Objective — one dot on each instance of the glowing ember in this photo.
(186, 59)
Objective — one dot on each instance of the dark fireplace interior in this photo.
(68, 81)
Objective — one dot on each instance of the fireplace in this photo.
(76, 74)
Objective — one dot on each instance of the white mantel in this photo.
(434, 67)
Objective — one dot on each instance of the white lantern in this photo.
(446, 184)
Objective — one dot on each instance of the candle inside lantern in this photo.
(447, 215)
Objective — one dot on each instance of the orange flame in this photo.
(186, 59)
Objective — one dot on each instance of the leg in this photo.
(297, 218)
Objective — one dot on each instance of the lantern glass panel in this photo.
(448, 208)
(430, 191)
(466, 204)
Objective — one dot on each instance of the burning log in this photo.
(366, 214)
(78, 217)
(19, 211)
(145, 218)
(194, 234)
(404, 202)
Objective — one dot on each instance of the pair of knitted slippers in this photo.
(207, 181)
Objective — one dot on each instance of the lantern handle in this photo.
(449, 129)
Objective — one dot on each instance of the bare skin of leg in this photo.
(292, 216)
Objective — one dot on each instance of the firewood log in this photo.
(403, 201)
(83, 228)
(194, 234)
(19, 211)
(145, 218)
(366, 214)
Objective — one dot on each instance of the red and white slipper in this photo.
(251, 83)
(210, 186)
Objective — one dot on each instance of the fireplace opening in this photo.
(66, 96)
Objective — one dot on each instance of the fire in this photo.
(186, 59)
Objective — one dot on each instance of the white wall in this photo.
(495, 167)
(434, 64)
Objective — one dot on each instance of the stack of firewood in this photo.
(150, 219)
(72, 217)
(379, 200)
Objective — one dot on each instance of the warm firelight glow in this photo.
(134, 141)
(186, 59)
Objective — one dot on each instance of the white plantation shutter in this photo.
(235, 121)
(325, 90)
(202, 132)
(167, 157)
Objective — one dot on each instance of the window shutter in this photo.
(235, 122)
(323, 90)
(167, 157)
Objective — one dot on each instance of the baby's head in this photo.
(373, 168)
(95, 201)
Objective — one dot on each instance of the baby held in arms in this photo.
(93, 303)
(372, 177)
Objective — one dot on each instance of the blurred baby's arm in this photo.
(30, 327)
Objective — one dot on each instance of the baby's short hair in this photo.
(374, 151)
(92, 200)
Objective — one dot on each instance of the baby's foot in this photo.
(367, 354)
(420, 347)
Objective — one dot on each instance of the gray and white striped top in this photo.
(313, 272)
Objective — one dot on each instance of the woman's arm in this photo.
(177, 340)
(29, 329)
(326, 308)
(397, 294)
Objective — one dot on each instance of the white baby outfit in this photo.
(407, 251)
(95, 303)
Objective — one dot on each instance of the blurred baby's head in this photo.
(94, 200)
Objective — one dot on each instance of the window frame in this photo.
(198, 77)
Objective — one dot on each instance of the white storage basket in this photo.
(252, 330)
+===+
» **Problem statement**:
Repeat only the tail of the entries, exactly: the line containing "Objective — one dot on each instance of the window frame" and every line after it, to the end.

» **Expected answer**:
Objective — one dot on each instance of the window frame in this photo.
(198, 77)
Objective — one dot on each instance of the white storage basket in this photo.
(252, 330)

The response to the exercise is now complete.